▶ What you need to do
Please gather each line of the data below that contains the word "wooden". Copy those lines in the order they appear.

▶ Excerpted records
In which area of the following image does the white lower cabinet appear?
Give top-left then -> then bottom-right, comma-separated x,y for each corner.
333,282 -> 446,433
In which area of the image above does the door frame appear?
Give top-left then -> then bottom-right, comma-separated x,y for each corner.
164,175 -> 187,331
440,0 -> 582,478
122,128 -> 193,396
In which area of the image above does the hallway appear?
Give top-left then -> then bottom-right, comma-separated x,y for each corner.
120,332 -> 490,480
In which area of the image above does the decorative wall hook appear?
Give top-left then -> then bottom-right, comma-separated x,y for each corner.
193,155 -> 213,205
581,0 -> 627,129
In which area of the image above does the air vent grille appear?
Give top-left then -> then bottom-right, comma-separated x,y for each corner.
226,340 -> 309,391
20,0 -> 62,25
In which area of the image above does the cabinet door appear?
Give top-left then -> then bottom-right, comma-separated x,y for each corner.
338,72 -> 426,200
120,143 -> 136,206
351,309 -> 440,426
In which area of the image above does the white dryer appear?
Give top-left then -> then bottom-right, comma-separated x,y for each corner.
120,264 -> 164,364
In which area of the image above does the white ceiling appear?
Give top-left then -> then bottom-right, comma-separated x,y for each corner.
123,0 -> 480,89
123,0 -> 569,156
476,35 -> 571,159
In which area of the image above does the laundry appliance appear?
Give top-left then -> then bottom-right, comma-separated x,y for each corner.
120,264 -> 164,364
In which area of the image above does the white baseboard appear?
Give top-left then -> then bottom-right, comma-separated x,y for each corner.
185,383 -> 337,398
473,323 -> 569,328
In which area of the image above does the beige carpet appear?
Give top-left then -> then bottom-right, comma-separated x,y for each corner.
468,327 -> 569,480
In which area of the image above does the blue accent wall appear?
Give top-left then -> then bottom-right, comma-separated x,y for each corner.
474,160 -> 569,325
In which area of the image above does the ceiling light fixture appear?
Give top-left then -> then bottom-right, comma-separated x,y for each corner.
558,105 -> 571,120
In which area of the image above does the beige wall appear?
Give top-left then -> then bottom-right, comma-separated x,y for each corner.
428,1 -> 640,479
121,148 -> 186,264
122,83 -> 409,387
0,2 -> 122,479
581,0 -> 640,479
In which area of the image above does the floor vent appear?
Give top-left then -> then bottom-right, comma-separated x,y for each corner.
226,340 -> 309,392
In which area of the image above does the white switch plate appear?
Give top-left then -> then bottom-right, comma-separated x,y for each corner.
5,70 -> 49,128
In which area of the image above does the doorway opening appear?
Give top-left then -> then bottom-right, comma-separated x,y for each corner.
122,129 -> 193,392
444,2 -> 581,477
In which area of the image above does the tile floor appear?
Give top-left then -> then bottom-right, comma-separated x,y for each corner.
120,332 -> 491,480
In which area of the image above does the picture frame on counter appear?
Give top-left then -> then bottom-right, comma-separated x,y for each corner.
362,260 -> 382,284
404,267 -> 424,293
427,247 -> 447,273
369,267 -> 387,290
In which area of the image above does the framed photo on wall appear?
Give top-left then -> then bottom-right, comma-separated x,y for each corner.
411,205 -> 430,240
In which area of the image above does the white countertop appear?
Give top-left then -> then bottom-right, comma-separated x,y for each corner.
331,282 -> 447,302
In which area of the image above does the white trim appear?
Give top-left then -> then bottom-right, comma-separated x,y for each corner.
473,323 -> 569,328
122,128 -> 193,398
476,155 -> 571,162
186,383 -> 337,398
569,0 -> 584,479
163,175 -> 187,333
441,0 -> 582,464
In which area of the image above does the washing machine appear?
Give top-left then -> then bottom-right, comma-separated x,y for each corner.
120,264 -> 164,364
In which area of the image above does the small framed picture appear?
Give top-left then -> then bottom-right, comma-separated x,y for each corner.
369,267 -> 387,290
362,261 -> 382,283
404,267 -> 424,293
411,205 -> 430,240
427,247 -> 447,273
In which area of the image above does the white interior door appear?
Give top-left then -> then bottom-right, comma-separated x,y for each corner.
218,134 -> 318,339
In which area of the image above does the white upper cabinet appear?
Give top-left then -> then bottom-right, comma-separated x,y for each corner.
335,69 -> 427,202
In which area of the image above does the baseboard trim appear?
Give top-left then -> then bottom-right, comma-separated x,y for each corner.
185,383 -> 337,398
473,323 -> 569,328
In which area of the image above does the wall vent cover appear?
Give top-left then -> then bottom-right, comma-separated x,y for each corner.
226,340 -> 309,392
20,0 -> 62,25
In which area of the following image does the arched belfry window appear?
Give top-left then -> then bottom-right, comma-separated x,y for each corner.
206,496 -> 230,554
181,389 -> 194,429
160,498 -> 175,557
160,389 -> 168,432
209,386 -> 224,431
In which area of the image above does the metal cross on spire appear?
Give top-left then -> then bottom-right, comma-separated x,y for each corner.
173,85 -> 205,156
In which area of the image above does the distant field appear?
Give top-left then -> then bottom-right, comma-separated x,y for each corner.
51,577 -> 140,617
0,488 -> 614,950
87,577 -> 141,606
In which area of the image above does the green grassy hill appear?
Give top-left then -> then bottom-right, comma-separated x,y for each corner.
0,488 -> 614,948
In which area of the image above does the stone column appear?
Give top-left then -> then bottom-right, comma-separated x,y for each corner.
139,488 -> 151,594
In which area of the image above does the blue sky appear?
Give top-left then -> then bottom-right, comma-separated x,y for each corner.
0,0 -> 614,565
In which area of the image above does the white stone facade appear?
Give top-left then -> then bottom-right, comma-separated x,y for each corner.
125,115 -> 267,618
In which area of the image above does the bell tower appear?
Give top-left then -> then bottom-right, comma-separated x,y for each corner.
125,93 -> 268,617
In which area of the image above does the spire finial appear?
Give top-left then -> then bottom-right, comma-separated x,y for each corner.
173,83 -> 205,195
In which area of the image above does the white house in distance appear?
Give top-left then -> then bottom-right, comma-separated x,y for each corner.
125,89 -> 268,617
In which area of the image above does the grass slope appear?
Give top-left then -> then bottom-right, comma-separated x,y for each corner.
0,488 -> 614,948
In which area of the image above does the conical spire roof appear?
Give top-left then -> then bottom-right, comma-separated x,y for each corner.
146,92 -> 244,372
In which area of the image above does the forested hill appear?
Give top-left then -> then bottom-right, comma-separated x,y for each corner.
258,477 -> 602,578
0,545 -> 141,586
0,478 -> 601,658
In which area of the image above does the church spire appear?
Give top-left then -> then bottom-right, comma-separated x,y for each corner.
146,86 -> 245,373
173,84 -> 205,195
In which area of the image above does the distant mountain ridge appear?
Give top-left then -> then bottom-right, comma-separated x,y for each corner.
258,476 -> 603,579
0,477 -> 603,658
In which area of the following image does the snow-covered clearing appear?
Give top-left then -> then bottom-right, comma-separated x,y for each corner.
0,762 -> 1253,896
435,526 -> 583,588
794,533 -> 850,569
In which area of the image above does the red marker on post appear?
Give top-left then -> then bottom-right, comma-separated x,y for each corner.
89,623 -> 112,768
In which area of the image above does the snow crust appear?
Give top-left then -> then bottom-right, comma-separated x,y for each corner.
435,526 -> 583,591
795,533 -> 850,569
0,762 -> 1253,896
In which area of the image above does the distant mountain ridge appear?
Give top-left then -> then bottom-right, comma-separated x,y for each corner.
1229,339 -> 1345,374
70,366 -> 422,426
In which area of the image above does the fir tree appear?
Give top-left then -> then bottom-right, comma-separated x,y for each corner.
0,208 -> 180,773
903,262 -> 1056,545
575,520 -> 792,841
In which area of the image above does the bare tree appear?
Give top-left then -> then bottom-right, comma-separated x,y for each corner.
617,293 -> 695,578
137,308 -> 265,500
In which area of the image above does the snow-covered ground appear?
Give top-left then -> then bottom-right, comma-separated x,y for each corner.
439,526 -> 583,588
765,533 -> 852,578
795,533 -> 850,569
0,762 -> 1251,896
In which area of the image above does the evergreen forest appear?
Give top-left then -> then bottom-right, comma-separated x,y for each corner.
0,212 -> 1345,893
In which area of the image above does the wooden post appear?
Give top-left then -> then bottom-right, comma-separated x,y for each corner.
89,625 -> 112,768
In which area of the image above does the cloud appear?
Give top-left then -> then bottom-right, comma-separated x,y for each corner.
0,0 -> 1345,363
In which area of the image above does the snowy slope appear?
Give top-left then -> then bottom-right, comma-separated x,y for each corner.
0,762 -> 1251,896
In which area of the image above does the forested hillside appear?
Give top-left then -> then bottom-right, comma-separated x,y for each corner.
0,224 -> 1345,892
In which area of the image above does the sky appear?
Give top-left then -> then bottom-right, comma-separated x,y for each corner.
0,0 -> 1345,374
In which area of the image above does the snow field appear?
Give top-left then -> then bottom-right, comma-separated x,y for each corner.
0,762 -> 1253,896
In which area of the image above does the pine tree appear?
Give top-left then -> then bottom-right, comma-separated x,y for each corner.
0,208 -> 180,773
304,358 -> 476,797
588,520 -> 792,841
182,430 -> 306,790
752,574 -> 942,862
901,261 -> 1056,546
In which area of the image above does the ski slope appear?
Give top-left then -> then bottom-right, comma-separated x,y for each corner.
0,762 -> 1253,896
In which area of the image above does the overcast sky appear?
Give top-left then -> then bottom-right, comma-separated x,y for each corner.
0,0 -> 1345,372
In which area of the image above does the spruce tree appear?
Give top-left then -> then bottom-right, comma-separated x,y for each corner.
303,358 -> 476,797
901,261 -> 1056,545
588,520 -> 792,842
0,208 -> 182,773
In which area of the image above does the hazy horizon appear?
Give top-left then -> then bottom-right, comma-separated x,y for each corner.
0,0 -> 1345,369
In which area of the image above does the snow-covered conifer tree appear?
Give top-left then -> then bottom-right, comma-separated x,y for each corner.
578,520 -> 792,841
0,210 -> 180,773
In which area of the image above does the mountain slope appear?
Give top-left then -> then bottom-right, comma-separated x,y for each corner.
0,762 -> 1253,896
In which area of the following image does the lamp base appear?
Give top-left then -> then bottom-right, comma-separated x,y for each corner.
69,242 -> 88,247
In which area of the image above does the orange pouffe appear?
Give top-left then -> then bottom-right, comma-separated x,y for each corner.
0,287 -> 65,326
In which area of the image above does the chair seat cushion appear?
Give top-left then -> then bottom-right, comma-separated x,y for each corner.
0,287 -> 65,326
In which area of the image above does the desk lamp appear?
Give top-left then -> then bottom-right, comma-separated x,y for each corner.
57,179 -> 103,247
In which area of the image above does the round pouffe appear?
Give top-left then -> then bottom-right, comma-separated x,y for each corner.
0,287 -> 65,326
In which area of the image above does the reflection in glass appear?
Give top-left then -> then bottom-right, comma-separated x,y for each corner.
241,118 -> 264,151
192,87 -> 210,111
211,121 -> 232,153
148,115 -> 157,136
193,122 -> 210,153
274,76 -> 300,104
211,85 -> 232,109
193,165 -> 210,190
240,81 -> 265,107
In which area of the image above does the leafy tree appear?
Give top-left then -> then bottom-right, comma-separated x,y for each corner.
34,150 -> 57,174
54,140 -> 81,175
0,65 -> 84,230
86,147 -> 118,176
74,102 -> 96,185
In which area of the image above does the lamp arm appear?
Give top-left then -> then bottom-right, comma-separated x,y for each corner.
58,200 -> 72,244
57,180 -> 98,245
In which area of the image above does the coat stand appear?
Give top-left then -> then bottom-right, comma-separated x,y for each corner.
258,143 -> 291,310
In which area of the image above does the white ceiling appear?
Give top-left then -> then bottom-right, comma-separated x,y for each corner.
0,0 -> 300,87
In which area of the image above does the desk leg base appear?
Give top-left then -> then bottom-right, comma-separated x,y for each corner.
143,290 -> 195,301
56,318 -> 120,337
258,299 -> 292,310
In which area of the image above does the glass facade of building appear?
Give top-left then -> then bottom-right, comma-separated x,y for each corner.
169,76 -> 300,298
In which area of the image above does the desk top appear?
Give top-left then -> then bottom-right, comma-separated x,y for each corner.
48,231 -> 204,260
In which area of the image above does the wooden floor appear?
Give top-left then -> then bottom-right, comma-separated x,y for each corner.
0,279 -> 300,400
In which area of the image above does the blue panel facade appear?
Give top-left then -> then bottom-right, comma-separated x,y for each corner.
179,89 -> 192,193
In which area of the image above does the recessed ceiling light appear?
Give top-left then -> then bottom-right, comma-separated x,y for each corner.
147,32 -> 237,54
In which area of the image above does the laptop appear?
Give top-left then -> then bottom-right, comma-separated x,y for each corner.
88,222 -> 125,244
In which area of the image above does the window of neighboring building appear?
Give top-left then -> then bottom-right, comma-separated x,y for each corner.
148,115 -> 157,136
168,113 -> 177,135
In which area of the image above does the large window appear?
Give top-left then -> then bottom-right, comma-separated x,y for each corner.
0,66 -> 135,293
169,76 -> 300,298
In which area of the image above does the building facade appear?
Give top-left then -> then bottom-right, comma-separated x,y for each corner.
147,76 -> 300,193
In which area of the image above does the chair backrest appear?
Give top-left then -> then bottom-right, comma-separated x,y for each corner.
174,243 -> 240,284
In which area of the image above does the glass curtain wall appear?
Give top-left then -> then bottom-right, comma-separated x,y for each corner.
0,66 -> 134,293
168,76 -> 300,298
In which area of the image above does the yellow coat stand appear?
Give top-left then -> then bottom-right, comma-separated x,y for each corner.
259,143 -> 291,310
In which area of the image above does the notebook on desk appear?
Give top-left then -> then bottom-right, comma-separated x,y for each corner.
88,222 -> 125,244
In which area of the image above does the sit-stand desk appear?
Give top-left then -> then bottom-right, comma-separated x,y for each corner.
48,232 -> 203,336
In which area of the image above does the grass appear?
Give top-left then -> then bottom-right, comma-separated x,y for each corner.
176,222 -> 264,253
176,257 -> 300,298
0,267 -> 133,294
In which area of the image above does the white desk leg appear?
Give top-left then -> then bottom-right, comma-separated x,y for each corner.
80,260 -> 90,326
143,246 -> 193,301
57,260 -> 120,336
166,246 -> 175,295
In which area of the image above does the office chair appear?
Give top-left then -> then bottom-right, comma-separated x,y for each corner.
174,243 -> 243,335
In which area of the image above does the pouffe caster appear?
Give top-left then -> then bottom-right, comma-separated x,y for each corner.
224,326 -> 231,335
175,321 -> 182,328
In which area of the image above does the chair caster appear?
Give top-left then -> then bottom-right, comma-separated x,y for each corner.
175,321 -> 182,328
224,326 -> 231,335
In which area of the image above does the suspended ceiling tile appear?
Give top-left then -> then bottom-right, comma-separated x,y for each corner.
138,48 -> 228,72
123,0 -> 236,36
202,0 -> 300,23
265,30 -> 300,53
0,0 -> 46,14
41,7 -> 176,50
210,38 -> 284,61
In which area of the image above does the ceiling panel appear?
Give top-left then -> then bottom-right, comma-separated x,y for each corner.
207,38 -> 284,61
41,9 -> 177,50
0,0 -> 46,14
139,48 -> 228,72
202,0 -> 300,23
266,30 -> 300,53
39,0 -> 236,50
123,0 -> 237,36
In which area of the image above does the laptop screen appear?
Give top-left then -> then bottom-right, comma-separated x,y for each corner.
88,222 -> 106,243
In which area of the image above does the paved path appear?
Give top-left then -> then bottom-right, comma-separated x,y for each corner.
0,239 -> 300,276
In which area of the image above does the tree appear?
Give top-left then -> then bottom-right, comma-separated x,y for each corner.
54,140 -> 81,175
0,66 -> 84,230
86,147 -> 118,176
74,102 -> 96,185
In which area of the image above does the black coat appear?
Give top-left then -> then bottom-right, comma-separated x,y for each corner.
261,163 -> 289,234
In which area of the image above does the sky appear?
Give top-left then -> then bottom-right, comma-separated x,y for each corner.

▶ Final result
In which area of the image above does the wooden post appear?
In which area of the image above does the wooden floor appear?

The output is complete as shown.